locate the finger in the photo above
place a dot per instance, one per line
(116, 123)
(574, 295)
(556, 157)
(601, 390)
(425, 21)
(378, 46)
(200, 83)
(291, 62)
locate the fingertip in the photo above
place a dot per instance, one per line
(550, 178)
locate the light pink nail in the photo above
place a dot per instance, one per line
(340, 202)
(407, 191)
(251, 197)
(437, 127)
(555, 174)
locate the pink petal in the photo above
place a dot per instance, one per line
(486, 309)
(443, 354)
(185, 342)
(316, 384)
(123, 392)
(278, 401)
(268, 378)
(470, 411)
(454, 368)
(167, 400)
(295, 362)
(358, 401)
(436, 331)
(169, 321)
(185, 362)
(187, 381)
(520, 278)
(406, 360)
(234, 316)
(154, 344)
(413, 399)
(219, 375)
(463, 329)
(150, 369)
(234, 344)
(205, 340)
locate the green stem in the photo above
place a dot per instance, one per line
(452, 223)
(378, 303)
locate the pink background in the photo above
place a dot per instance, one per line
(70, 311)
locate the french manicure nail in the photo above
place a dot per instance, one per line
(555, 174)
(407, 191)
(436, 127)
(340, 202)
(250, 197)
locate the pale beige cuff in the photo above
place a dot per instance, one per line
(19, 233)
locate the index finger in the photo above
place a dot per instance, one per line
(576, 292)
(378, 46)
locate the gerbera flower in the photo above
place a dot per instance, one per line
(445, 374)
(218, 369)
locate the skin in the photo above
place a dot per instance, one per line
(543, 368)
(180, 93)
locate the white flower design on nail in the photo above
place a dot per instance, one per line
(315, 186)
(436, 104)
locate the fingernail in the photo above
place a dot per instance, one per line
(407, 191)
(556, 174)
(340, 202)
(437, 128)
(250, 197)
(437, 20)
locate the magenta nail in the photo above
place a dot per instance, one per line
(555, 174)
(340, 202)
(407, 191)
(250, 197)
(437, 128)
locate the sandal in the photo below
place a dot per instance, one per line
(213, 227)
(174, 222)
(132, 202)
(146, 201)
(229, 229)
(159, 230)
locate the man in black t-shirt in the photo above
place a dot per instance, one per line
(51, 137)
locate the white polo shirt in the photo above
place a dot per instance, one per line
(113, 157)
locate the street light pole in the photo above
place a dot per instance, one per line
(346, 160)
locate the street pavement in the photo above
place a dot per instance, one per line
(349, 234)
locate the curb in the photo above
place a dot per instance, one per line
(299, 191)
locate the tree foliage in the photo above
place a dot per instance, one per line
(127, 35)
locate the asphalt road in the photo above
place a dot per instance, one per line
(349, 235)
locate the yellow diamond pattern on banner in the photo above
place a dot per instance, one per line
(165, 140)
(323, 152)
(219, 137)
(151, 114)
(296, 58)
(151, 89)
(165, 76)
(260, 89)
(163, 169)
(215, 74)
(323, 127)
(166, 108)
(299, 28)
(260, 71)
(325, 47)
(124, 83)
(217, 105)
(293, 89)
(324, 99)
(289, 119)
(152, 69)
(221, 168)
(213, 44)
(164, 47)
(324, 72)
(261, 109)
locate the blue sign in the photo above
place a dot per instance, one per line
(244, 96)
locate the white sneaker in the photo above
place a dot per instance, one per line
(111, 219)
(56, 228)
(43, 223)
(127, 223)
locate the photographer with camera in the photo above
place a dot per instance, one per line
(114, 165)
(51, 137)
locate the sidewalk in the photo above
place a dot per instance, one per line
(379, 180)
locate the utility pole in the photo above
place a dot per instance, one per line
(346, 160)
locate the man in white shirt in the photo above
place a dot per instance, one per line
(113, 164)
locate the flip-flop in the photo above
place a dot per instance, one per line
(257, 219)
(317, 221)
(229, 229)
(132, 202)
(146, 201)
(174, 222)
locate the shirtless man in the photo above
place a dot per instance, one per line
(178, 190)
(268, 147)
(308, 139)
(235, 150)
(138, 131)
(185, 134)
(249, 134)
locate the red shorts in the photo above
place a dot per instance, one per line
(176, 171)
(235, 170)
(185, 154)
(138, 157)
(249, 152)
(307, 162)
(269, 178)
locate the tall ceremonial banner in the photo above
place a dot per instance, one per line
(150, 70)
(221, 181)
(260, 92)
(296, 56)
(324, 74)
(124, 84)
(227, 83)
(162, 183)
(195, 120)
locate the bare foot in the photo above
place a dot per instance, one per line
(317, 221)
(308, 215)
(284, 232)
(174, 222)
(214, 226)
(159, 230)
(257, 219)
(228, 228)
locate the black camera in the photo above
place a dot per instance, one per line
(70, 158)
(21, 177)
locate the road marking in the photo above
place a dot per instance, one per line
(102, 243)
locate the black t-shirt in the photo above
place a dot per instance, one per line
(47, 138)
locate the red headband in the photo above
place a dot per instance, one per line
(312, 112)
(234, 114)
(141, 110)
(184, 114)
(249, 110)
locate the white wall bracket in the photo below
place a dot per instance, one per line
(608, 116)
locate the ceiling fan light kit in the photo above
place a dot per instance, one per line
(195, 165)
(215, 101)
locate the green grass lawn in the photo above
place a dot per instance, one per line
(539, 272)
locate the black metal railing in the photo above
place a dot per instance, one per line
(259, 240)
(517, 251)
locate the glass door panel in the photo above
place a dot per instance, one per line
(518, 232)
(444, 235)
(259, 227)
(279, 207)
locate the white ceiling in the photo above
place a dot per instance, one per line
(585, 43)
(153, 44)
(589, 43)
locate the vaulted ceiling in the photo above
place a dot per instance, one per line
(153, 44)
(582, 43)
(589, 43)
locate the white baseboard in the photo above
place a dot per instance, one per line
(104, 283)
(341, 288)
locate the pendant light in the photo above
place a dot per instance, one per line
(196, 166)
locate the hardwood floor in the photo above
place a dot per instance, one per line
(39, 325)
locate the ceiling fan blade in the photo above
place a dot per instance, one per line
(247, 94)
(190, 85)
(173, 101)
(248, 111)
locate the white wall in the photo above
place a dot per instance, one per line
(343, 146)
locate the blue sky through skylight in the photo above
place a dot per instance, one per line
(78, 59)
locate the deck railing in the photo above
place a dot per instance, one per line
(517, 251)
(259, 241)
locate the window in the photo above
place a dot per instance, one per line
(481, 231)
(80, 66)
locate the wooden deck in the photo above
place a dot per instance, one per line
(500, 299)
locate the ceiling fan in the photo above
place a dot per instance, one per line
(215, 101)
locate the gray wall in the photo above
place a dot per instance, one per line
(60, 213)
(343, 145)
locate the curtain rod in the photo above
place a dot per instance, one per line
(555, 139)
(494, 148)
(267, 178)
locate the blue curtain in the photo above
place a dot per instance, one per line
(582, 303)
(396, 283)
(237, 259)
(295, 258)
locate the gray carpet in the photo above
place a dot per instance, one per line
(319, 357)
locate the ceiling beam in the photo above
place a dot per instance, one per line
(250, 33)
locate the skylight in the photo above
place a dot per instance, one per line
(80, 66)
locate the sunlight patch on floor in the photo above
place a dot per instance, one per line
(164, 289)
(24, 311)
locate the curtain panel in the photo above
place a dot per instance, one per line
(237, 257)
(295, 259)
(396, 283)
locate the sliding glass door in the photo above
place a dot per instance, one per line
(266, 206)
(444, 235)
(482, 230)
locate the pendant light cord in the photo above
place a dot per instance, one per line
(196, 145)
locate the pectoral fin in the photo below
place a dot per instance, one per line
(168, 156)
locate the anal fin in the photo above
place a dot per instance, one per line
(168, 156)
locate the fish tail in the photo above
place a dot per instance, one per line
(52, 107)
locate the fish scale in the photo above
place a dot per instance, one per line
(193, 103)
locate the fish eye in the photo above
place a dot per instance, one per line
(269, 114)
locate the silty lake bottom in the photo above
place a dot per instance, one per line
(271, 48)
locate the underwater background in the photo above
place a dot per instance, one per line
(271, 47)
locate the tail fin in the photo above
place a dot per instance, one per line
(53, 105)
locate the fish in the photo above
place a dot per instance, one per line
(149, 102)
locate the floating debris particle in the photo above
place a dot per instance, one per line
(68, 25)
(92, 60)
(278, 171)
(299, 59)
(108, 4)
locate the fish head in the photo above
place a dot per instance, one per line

* * * * * * *

Exercise.
Retype, exactly and only, the lines running from the one with "locate the gray carpet in the photo above" through the final line of the listing above.

Solution.
locate the gray carpet in the photo above
place a dot per instance, one per line
(319, 357)
locate the ceiling beam in the photo above
place a dot per instance, one per line
(250, 33)
locate the skylight in the photo above
place a dot per instance, one per line
(80, 66)
locate the sunlight patch on floor in the photo above
place a dot per instance, one per line
(164, 289)
(24, 311)
locate the curtain panel in the photo above
place a dot per instance, one per line
(237, 257)
(295, 259)
(396, 283)
locate the sliding glass door in the photo above
place a dot per instance, one per line
(266, 206)
(444, 235)
(482, 230)
locate the pendant light cord in the photo above
place a dot per instance, one per line
(196, 145)
locate the pectoral fin in the photo below
place a dot per instance, one per line
(168, 156)
locate the anal fin in the photo above
place a dot per instance, one per line
(168, 156)
locate the fish tail in the photo above
place a dot per instance, one per line
(52, 107)
locate the fish scale in the photo above
place a dot per instance, one per line
(193, 103)
locate the fish eye in the photo above
place a dot per instance, one per line
(269, 114)
locate the silty lake bottom in the photo above
place a dot per instance, one per line
(271, 48)
locate the underwater background in the photo above
place a dot per instance, one per line
(271, 47)
locate the tail fin in the photo above
place a dot per instance, one per line
(53, 105)
locate the fish in the photo above
place a dot per instance, one per line
(149, 102)
locate the floating debris particle in the photo above
place a dot per instance, one per line
(68, 25)
(92, 60)
(278, 171)
(299, 59)
(108, 4)
locate the fish head in the photo above
place a dot per instance, one per line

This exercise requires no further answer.